* _Problem_
Please copy the material again, starting at the line that has "Where can the toy tractor" and stopping after its final line, with every line included, and shift each coordinate by adding 119 to both of its numbers.

** begin Task material **

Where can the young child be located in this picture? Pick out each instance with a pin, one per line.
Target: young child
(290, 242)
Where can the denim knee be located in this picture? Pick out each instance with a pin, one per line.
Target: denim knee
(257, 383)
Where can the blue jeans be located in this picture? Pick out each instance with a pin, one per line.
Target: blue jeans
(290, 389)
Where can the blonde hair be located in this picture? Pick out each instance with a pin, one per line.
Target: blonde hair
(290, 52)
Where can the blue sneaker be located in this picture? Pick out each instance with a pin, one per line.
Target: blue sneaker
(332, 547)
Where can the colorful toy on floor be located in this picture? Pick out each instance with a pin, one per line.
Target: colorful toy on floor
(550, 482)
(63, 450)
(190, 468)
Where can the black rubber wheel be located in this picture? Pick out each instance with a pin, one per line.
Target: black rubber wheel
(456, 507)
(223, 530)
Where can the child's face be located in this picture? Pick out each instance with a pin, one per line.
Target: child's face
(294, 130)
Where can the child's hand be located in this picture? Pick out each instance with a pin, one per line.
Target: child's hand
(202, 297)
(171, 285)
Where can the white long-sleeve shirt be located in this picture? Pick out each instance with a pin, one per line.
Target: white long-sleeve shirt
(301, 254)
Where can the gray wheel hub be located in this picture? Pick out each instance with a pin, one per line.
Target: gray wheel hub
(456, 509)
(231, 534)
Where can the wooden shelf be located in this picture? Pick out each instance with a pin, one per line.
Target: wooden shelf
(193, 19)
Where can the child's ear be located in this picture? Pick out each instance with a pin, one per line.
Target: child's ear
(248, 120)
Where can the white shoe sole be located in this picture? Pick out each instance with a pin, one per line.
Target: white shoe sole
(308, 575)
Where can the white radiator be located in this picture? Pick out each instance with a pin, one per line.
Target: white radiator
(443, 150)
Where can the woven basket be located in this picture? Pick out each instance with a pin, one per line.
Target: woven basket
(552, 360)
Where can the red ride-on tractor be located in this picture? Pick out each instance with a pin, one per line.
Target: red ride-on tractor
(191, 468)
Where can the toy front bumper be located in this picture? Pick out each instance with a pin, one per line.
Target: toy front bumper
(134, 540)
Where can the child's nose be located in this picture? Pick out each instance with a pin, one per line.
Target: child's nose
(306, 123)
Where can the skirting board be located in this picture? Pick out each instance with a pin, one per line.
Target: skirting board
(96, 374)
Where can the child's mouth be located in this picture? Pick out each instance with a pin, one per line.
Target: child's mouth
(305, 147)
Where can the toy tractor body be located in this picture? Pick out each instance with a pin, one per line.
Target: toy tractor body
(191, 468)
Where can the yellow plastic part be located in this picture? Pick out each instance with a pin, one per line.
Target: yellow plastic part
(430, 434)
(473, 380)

** end Task material **

* _The answer_
Where can the toy tractor body be located in this picture? Pick out each instance with a pin, one per line.
Target: toy tractor body
(310, 587)
Where can the yellow plastic part be located in this picture? Pick out each instance with a pin, one per line.
Target: yellow plastic part
(549, 553)
(592, 499)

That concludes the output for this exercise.